En résumé, nous savons déjà que les attaques militaires vont surement avoir un effet environnemental sur la santé de ceux qui ne sont pas encore nés, et même de ceux qui ne sont pas encore conçus, pour un temps prolongé.

Donc il y a toutes les raisons de s’attendre à des dommages sur la santé génésique causés par les attaques étendues de juillet et d’août, plus sérieuses mêmes que les précédentes.

Nous avons maintenant besoin de surveiller et de mesurer les conséquences des attaques sur la survivance et la santé des enfants qui ne sont pas encore nés ou qui viennent de naître à Gaza afin d’être capables d’identifier les événements liés ou non à la guerre et de comptabiliser les « victimes in utero ».

À Gaza, l’incidence de la prématurité a augmenté dans les trois dernières années (6) ; elle concernait autour de 4, 8% des 60000 nouveaux-nés de 2011 (soit à peu près 2880 bébés par an). Juste avant la guerre, dans l’unité de soin intensif néonatal de l’hôpital al Shifa, environ 30% des prématurés mourraient (soit environ 860 morts par an). La prématurité est associée à la contamination spécifique in utero de l’enfant par des métaux, qui font aussi partie des composants des armes (4).

Dès le début d’août 2014, on a constaté une augmentation des naissances prématurées de 15-20% à al Shifa. Bien sûr, il y a des raisons physiologiques et psychologiques pour expliquer que cela puisse se produire à cause du stress important dû aux attaques, mais il est aussi vrai que les contaminants susceptibles d’agir comme des toxines chez la mère après leur absorption par la respiration peuvent contribuer à cette augmentation. L’augmentation dans l’incidence de la prématurité peut devenir dans le temps un fardeau mesurable. Nous devrions déterminer si cette composante, c’est-à-dire la contamination liée à la guerre, a un impact numérique et est pertinent qualitativement. Cela peut être fait,. Donc la première action, immédiatement, doit être de faire l’enregistrement, la recherche et l’analyse appropriés. Apprendre les causes de prématurité est important du point de vue de la santé publique, et dans la perspective de stratégies de réparation ; cela doit aussi nous dire si nous devons commencer à comptabiliser la perte de ces enfants comme des « victimes de la guerre in utero ».

L’apparition de malformations structurelles majeures, souvent sévèrement invalidantes et déterminant des contraintes familiales et sociales sérieuses, a été associée, on l’a montré, à l’exposition à la guerre (3), et plus spécifiquement à la contamination de l’utérus par des composantes d’armes (4). L’incidence des malformations a augmenté régulièrement, en comparaison avec la période 1997-2001, depuis l’usage aérien d’armes par l’IOF (les forces militaires israéliennes) à Gaza et de manière significative depuis 2004 (5) atteignant en 2011 une valeur de 2,5% (3, 7), similaire à celui de pays hautement industrialisés, alors qu’aucune industrie à impact chimique de quelque taille qu’elle soit n’est installée dans la région. Nous nous attendons à ce qu’il y ait une nouvelle augmentation de malformations de naissance pendant un certain temps après ces attaques récentes.

□ □ □

→ **Tâches à effectuer**:
(A) D'après le texte source, de combien les naissances prématurées ont-elles augmenté à al Shifa dès le début d'août 2014 ?
(B) Recopiez à l'identique le passage du texte source qui va de « À Gaza, l’incidence » jusqu'à « des armes (4). » inclus.

□ □ □

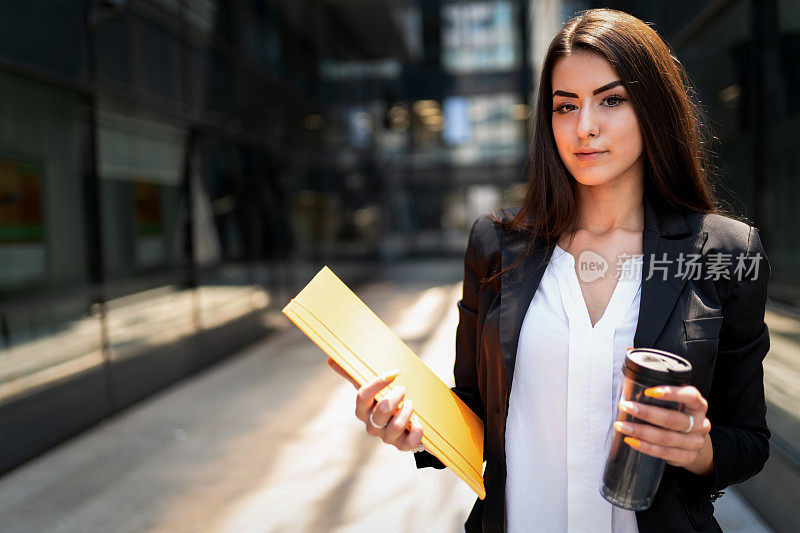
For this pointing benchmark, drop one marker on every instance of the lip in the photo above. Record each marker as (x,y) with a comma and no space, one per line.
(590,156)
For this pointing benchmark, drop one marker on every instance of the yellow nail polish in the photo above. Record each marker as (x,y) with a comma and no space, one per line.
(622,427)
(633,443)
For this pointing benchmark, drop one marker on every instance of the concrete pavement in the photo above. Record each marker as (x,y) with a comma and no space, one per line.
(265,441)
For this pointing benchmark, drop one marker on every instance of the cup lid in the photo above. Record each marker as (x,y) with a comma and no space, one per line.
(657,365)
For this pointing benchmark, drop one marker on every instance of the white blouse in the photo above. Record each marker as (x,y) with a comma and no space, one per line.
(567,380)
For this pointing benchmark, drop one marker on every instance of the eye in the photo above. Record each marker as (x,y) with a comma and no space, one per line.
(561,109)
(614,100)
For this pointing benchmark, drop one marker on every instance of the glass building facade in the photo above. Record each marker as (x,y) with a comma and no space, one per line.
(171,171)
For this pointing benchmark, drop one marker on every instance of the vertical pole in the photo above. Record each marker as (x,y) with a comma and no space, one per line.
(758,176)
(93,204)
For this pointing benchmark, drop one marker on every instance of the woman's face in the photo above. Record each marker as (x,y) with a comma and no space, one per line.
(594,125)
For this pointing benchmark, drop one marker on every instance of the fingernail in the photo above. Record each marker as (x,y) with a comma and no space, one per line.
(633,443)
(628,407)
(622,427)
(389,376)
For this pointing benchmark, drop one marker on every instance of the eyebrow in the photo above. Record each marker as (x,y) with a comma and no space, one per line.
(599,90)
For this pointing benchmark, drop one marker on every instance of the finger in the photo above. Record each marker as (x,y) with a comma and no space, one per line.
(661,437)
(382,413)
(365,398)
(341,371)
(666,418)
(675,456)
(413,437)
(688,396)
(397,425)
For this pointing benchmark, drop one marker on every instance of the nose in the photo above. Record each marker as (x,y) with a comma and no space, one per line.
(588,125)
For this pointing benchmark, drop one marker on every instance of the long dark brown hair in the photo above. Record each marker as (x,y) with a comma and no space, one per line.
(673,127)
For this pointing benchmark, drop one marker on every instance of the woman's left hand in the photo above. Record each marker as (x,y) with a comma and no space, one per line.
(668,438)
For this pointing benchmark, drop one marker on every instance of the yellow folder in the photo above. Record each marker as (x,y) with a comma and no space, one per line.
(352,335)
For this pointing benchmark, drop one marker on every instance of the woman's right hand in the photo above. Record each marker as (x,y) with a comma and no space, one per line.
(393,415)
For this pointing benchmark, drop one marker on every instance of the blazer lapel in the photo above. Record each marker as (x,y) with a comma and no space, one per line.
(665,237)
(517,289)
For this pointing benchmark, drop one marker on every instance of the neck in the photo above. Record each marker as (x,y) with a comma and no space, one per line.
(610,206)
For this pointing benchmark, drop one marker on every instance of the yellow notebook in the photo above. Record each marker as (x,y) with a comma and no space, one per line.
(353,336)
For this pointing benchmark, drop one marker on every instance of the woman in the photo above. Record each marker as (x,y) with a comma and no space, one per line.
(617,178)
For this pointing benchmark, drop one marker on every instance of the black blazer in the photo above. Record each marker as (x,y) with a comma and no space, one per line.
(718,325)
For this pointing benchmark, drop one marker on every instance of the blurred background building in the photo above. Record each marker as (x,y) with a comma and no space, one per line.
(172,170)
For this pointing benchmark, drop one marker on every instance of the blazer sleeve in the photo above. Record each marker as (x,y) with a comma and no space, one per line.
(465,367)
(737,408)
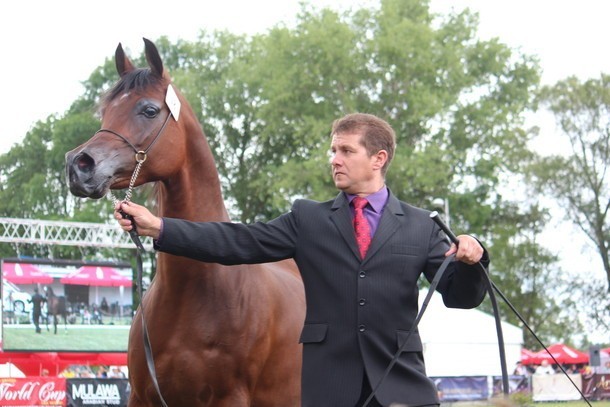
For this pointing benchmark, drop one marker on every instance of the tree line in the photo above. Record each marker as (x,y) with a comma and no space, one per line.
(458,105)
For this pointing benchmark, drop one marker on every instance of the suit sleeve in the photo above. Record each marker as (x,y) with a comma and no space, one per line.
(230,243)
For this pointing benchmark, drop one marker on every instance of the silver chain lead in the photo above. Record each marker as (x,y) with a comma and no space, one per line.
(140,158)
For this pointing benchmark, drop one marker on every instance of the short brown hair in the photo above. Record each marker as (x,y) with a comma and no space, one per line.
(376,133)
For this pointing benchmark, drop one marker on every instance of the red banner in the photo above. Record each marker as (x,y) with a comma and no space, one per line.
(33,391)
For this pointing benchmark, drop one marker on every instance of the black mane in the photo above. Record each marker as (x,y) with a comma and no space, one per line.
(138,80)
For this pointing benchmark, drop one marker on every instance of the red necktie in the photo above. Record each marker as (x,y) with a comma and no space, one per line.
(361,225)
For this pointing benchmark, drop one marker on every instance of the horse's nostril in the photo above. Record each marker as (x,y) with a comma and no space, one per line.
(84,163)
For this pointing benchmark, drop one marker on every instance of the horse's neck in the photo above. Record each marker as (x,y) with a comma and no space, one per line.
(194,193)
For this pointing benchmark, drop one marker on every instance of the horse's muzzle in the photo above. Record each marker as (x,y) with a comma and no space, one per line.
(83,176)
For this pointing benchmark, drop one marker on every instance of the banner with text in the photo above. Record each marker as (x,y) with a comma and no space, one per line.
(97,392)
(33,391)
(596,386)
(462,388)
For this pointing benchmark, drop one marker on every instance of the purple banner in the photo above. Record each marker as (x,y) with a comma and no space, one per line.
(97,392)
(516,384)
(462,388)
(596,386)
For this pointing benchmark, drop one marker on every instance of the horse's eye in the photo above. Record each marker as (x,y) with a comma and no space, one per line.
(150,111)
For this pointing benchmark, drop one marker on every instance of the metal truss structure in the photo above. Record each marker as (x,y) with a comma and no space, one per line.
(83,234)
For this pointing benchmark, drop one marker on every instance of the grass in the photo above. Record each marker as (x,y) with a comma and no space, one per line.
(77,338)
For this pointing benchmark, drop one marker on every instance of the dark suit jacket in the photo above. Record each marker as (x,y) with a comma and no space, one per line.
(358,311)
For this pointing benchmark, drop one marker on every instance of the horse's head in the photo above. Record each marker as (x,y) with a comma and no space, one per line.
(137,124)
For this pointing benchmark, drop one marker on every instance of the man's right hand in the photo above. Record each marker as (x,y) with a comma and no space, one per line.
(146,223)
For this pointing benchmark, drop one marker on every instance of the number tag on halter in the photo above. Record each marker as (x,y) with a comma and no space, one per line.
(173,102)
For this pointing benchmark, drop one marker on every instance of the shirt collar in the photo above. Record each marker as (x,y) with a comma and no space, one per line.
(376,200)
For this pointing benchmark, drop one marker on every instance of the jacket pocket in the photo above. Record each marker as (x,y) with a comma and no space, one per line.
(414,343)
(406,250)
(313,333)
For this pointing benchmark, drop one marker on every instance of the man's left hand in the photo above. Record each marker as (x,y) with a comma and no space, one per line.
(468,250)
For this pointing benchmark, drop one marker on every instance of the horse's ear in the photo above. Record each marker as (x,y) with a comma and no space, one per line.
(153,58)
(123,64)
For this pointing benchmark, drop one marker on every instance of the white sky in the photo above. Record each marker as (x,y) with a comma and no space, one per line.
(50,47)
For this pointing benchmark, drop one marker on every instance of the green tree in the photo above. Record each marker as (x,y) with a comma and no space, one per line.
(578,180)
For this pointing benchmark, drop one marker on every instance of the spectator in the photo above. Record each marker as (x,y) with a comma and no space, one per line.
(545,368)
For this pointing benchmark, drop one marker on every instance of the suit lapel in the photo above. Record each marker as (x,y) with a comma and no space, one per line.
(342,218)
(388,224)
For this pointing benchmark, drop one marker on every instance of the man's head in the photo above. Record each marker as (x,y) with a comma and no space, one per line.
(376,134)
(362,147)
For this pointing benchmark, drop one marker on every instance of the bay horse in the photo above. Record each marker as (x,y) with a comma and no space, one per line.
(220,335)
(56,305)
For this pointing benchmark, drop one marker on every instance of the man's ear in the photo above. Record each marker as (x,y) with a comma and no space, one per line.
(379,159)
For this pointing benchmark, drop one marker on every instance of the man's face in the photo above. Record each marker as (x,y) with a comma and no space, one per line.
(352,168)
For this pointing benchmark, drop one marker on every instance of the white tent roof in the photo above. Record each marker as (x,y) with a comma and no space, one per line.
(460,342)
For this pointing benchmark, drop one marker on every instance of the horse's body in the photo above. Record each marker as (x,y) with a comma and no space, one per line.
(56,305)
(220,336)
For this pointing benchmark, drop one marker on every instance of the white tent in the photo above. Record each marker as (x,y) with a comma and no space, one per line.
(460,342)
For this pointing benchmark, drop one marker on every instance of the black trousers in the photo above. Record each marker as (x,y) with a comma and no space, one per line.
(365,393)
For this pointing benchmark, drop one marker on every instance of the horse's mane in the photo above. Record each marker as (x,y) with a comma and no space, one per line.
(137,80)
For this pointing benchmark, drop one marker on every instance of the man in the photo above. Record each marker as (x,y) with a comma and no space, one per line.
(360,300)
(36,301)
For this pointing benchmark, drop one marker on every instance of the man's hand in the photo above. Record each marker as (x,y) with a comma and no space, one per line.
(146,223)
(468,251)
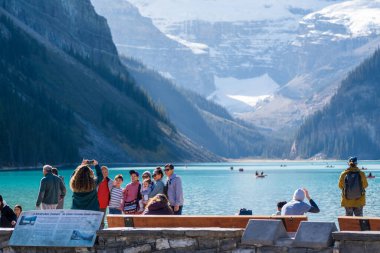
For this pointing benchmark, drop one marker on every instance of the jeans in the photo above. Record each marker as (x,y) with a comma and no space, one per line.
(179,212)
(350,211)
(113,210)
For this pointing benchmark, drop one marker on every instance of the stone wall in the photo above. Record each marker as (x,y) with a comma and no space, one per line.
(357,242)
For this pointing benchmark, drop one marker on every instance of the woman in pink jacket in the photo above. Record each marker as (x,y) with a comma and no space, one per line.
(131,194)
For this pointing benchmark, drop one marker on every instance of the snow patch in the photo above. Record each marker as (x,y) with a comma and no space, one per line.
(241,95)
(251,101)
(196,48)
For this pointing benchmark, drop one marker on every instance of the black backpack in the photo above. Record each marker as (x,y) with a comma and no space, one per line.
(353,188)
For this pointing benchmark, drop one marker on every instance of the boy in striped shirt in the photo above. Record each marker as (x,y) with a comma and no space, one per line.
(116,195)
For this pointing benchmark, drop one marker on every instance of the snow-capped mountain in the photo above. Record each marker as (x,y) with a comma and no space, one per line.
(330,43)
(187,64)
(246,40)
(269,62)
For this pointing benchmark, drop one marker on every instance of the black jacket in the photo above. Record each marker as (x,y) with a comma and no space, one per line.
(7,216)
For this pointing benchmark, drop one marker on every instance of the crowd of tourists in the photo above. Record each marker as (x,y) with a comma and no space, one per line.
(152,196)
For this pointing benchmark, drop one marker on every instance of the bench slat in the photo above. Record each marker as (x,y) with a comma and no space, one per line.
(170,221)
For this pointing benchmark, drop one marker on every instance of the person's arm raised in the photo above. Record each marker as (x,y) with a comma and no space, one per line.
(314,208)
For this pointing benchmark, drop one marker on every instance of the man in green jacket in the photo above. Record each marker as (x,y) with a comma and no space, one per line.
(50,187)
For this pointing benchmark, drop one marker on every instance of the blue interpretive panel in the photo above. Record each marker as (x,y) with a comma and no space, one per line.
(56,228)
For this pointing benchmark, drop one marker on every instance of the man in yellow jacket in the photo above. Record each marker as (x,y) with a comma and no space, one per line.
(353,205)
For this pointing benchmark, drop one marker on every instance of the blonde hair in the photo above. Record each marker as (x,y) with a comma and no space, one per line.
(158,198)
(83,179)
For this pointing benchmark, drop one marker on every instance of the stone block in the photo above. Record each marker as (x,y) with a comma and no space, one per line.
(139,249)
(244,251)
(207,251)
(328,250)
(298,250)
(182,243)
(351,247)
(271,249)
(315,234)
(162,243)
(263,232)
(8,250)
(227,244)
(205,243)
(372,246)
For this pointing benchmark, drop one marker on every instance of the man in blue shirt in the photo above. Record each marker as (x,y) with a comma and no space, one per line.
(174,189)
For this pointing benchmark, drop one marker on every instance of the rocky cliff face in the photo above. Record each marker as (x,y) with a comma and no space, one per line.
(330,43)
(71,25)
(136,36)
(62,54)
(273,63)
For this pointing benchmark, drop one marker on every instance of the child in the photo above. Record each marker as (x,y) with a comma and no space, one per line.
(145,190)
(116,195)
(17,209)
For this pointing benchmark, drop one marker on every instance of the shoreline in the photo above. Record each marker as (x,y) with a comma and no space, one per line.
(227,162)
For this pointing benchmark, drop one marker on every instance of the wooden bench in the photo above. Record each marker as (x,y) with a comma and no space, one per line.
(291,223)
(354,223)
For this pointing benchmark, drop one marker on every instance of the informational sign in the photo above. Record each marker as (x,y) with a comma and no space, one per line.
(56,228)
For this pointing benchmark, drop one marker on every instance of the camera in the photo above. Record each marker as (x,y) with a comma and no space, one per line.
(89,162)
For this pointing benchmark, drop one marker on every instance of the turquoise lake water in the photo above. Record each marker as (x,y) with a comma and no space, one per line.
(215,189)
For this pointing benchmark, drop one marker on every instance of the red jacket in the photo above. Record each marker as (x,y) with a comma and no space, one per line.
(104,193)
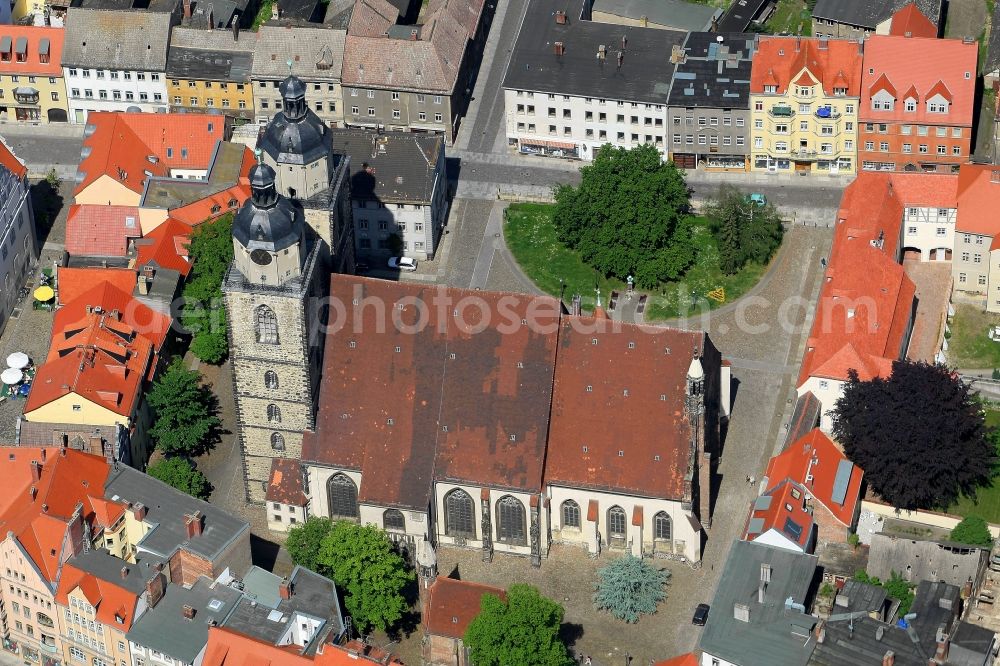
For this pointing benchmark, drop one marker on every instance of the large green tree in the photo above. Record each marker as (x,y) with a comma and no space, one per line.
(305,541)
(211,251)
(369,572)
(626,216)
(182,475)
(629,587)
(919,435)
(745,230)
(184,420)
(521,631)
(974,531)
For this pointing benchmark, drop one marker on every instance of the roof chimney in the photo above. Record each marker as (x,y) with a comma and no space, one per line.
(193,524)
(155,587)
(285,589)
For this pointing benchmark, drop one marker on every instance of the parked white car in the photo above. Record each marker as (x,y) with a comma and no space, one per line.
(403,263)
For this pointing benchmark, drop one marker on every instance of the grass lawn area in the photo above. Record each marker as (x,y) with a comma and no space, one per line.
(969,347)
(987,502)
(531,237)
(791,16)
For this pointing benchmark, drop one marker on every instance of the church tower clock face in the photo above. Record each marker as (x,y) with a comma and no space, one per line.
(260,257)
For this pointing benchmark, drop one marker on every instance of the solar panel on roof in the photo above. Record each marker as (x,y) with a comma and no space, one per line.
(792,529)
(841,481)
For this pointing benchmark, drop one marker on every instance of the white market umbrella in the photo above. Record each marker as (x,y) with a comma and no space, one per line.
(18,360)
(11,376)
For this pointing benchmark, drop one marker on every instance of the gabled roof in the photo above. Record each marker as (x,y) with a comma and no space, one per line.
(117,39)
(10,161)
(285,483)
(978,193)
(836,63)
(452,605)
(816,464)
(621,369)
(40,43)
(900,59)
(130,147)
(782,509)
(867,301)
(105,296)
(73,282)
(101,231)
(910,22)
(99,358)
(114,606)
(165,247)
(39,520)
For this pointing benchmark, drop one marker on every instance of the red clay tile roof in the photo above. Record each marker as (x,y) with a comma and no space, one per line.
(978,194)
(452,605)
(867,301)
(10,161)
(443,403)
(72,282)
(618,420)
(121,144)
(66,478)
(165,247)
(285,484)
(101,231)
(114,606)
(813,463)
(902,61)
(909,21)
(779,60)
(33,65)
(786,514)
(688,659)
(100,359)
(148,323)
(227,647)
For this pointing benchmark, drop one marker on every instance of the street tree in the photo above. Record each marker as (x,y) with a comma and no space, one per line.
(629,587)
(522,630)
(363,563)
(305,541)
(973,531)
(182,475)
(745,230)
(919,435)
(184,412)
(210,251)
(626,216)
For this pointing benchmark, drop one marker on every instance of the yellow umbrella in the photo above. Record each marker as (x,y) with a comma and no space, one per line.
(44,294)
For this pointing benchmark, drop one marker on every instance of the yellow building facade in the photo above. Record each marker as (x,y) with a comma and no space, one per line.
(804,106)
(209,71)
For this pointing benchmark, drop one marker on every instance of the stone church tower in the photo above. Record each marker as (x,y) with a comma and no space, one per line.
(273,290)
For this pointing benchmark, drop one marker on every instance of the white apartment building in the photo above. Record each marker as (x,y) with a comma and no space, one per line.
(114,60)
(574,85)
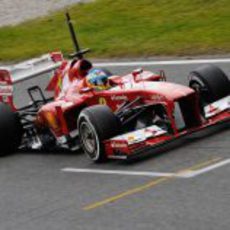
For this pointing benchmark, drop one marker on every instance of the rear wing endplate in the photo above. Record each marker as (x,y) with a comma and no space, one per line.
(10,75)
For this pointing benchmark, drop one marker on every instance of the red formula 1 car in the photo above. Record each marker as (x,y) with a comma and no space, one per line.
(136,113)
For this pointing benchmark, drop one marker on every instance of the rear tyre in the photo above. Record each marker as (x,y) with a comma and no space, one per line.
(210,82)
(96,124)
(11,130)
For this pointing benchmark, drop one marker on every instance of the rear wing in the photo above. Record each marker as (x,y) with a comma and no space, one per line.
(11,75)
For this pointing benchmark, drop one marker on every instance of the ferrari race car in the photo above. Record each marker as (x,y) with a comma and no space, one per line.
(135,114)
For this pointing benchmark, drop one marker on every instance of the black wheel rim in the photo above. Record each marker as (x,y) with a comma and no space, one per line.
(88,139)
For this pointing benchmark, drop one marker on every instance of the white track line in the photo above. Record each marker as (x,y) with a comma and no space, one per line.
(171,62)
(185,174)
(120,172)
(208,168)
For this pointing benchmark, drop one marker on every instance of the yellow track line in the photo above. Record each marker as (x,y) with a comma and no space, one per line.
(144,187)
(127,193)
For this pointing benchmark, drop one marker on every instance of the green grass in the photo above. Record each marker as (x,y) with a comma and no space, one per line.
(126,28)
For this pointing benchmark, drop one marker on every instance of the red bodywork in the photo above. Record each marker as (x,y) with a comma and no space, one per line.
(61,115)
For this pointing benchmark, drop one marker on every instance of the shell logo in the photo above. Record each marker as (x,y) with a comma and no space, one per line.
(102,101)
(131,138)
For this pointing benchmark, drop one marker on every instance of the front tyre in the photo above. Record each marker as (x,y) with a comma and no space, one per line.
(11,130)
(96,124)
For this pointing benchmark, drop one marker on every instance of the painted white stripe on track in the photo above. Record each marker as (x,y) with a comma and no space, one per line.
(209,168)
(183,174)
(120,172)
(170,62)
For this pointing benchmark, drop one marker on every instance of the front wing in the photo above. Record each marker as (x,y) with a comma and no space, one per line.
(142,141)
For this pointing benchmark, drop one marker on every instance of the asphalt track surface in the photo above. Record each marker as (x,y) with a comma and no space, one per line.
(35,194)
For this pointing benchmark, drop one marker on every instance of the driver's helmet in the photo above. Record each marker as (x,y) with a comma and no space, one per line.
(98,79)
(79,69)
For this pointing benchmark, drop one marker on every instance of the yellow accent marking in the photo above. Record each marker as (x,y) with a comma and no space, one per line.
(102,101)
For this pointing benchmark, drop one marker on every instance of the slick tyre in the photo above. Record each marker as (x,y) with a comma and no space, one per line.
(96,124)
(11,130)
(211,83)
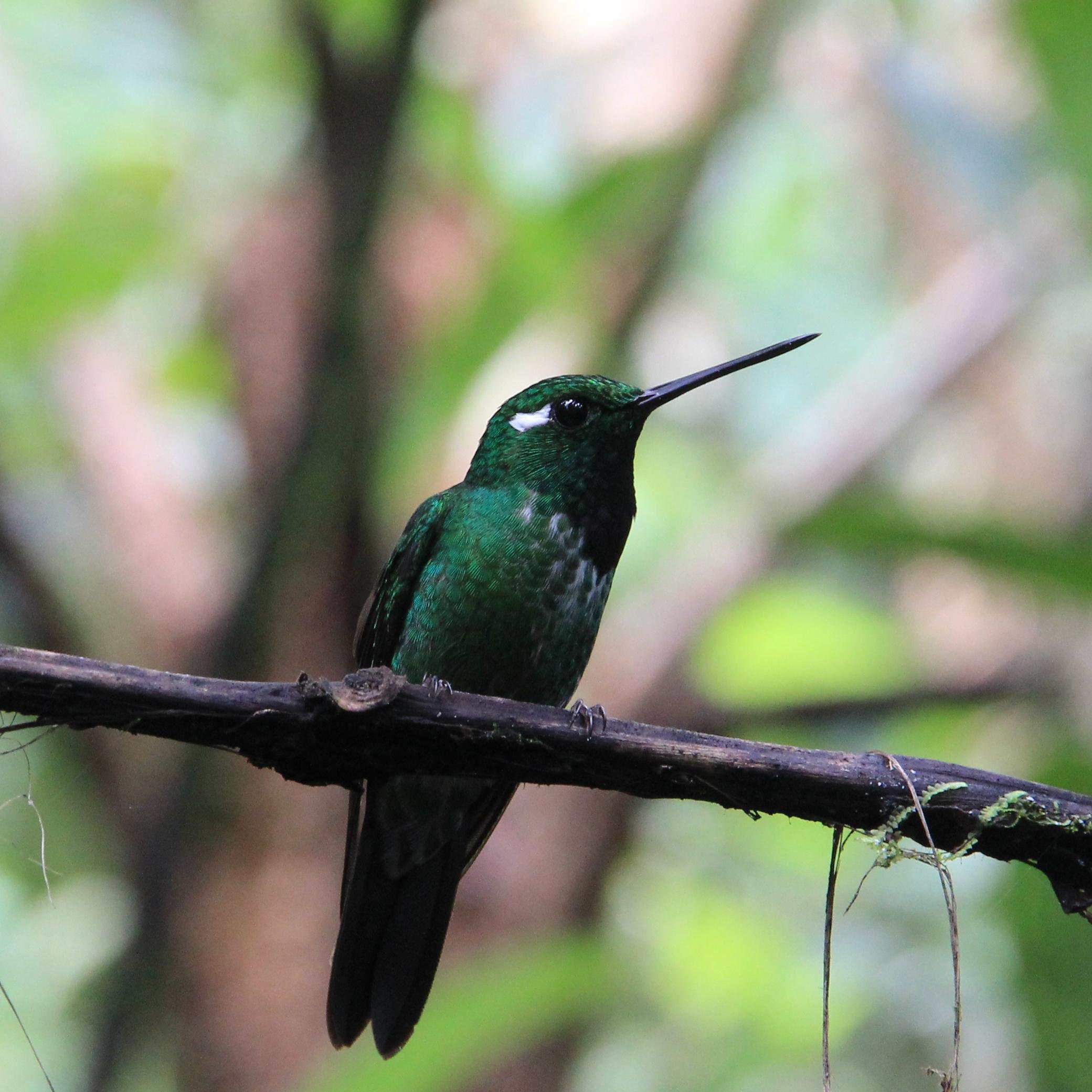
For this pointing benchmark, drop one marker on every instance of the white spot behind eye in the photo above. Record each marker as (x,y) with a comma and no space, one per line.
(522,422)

□ □ □

→ **Réponses par tâche**:
(A) Elles ont augmenté de 15 à 20 %.

(B)
À Gaza, l’incidence de la prématurité a augmenté dans les trois dernières années (6) ; elle concernait autour de 4, 8% des 60000 nouveaux-nés de 2011 (soit à peu près 2880 bébés par an). Juste avant la guerre, dans l’unité de soin intensif néonatal de l’hôpital al Shifa, environ 30% des prématurés mourraient (soit environ 860 morts par an). La prématurité est associée à la contamination spécifique in utero de l’enfant par des métaux, qui font aussi partie des composants des armes (4).